• Material provided:
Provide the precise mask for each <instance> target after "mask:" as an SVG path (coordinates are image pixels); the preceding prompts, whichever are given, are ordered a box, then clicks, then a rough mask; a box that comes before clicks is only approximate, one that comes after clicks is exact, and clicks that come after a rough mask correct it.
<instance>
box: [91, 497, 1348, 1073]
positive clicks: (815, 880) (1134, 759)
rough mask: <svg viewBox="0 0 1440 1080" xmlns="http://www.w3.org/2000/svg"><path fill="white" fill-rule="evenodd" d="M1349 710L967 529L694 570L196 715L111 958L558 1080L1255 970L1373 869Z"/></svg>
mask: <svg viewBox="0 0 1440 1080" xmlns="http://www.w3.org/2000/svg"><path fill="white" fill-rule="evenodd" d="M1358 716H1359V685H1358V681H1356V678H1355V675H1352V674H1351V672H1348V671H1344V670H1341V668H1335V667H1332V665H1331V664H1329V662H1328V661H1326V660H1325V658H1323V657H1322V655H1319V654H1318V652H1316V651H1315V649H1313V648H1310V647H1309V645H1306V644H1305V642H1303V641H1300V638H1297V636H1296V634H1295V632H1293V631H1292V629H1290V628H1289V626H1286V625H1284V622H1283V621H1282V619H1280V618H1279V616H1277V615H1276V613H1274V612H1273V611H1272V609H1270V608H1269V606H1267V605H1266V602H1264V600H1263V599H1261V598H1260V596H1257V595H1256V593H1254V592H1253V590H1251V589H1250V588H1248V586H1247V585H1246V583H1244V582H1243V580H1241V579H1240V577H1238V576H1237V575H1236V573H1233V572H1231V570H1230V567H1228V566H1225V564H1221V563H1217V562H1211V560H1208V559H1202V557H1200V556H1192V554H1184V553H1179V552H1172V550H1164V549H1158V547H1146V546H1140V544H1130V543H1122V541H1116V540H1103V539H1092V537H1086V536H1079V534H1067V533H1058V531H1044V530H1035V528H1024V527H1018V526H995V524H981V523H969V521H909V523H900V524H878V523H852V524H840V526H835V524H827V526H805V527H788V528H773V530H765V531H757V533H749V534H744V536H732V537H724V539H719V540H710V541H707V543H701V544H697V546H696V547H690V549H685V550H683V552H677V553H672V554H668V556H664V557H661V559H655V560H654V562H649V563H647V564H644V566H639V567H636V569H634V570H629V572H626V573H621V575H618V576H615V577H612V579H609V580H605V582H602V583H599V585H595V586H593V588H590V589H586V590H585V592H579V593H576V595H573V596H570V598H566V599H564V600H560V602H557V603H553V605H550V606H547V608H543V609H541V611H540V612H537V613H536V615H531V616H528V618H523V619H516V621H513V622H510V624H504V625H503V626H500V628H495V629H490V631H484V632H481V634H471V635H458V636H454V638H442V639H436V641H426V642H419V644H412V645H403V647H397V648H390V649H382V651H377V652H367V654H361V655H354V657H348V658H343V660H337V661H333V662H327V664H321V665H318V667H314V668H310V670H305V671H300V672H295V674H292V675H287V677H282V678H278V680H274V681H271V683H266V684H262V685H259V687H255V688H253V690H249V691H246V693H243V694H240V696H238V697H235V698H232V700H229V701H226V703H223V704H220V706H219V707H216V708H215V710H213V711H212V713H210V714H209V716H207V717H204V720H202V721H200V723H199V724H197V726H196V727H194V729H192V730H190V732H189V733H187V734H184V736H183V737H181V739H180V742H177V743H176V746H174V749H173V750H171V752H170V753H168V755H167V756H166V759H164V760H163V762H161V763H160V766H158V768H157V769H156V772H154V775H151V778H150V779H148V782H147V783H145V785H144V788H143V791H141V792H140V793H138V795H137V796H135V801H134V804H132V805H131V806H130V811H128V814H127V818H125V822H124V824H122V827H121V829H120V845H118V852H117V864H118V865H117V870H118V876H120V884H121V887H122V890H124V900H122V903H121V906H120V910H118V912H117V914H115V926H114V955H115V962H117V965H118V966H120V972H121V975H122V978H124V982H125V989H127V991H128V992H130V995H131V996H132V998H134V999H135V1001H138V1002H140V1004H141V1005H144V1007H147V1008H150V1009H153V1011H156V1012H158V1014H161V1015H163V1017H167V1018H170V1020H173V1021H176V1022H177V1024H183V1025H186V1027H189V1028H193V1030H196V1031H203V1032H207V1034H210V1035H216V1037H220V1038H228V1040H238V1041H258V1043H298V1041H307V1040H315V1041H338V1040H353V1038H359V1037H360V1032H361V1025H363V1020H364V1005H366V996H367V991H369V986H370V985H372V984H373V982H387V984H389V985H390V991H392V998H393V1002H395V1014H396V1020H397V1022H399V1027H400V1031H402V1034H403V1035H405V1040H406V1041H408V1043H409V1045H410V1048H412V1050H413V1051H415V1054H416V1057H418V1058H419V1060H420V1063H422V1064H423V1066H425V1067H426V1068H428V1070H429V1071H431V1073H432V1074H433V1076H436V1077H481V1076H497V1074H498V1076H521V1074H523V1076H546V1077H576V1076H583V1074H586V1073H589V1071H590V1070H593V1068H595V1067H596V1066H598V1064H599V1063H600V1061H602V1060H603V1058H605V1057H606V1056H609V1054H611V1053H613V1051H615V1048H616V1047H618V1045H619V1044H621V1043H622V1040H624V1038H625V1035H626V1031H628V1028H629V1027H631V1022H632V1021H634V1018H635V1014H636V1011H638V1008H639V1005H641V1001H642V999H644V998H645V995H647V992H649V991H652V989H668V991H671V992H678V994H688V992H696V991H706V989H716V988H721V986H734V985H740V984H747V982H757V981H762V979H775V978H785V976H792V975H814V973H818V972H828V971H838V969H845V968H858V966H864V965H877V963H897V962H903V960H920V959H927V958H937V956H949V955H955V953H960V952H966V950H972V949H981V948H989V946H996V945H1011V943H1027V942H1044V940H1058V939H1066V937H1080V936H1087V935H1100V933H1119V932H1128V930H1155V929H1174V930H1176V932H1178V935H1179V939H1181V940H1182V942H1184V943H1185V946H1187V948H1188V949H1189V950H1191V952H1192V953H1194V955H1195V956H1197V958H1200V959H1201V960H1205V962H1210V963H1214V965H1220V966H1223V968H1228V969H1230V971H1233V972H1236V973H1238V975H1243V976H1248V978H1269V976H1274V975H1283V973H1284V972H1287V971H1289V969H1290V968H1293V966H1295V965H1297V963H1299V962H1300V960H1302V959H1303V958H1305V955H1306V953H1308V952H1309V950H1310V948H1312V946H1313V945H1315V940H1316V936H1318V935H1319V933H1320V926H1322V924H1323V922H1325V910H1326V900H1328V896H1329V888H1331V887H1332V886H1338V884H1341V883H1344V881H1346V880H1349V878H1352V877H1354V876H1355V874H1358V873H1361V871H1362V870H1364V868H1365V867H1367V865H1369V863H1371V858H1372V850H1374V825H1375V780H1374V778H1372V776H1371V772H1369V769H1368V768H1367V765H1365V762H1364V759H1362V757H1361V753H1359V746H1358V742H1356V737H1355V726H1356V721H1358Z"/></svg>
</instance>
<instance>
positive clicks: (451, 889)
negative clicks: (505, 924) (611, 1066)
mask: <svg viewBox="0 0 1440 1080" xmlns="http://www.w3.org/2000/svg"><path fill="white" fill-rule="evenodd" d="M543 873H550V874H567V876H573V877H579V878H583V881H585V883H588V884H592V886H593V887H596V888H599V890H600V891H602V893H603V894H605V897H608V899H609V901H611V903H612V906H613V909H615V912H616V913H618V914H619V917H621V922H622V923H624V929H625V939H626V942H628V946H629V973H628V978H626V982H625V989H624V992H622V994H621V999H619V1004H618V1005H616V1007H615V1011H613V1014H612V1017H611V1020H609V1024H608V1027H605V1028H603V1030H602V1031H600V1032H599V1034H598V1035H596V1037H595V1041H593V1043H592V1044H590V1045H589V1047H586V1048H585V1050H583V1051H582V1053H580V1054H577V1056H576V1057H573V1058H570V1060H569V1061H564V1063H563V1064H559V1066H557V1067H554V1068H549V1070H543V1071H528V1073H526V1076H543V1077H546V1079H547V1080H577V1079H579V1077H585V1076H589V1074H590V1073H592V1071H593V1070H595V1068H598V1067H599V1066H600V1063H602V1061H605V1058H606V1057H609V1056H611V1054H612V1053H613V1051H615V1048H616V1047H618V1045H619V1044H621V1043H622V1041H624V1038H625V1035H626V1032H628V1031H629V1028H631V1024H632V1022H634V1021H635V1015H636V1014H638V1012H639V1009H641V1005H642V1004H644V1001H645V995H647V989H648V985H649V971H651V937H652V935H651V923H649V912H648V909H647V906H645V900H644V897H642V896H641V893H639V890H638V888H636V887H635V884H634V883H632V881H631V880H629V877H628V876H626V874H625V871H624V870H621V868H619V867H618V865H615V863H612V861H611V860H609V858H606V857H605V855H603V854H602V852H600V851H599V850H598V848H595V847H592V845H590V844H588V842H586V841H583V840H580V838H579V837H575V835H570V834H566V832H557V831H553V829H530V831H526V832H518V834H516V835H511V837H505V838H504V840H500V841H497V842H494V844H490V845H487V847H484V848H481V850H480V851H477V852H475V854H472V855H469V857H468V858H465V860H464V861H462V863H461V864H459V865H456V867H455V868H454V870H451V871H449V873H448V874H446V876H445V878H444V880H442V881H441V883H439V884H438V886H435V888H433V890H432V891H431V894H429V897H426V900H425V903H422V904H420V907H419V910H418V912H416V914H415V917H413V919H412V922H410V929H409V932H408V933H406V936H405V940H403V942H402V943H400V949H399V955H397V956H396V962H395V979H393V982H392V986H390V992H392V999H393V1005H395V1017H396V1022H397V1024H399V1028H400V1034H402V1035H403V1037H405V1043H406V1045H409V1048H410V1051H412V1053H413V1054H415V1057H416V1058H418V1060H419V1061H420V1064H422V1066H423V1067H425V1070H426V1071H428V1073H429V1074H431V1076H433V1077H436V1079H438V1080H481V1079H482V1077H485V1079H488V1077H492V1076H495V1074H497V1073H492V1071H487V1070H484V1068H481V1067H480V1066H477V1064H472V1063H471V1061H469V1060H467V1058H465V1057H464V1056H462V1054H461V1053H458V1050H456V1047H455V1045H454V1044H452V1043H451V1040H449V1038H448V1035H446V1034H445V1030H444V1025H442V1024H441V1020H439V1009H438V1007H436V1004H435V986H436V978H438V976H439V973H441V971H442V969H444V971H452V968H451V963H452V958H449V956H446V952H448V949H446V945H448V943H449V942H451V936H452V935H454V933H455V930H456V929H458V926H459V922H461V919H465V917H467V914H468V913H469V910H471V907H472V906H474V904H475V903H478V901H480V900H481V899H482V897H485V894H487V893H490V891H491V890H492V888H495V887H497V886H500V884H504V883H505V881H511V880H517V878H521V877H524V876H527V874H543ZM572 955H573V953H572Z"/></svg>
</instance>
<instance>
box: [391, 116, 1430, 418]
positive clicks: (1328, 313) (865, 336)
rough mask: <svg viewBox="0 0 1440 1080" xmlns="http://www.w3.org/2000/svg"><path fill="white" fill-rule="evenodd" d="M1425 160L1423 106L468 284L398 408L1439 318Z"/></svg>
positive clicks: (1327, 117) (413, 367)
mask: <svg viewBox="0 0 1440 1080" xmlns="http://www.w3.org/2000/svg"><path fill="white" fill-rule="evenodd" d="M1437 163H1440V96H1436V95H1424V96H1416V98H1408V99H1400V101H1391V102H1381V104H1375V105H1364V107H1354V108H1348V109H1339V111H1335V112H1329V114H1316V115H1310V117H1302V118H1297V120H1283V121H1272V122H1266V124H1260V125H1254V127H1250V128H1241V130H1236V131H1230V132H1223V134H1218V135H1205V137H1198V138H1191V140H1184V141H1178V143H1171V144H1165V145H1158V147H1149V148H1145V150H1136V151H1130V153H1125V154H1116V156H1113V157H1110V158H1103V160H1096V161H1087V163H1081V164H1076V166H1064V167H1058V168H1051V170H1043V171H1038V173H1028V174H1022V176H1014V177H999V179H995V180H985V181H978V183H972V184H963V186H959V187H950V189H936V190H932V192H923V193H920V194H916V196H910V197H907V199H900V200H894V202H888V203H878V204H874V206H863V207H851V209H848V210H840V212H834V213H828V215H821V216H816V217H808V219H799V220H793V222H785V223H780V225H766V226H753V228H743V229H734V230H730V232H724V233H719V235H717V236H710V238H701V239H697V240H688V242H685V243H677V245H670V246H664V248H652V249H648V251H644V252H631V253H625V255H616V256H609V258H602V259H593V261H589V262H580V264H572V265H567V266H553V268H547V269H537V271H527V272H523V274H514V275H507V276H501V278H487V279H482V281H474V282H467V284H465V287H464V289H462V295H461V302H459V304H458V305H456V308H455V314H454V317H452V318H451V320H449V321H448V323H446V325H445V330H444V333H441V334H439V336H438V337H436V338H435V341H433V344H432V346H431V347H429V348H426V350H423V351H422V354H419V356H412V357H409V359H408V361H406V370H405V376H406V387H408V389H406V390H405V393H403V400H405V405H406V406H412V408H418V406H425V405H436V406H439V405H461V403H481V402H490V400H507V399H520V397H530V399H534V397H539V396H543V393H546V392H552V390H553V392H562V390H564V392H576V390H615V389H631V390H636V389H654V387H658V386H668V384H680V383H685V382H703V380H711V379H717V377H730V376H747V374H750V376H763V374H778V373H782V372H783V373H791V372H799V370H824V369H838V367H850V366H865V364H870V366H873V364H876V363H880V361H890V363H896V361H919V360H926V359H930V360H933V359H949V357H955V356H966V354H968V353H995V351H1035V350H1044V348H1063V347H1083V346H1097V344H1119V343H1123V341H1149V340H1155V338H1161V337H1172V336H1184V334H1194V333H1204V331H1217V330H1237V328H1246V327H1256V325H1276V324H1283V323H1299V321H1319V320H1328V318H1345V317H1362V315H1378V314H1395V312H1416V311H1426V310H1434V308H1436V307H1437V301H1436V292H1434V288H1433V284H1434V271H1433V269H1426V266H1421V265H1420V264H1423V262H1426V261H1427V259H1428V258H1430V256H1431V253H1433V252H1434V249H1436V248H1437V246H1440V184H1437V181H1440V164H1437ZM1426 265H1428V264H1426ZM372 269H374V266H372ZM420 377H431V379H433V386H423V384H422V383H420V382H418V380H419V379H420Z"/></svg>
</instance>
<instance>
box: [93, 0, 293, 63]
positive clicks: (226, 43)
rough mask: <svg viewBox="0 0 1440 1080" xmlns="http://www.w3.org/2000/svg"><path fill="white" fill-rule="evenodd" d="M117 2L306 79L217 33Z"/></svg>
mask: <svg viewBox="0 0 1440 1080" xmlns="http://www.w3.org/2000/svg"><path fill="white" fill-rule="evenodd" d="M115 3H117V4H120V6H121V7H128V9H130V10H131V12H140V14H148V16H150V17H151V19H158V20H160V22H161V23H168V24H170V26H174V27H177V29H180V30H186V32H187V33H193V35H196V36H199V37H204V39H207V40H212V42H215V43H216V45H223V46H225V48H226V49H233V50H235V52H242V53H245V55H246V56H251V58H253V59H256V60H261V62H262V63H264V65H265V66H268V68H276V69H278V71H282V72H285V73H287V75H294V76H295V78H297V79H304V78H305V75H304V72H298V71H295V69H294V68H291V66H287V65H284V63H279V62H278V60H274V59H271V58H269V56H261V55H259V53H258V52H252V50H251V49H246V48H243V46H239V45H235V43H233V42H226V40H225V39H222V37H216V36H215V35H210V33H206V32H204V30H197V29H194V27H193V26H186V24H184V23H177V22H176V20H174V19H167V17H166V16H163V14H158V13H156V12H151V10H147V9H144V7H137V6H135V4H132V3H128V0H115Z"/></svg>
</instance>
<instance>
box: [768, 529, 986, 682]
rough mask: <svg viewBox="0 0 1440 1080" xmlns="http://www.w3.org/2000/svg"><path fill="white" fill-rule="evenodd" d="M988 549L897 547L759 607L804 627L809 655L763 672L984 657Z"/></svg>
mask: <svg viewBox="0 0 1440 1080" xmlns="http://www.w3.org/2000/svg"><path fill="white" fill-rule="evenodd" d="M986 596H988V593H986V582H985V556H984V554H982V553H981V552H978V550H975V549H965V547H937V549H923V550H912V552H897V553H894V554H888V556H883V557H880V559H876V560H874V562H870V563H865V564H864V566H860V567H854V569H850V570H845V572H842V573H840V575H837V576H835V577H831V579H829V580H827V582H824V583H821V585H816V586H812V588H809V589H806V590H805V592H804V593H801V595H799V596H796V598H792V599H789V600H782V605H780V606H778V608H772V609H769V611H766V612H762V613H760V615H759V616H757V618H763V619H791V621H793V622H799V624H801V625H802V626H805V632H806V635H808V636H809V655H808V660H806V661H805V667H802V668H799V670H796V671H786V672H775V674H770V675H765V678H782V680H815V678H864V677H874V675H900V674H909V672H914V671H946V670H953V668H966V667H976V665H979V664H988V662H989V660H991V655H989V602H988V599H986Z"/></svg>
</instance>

• Directions: Each line with the word "positive" in the records above belongs in the result; copy all of them.

• Task solution:
positive clicks: (815, 880) (1134, 759)
positive clicks: (451, 889)
positive clicks: (1328, 313) (865, 336)
positive clicks: (1327, 117) (413, 367)
positive clicks: (226, 43)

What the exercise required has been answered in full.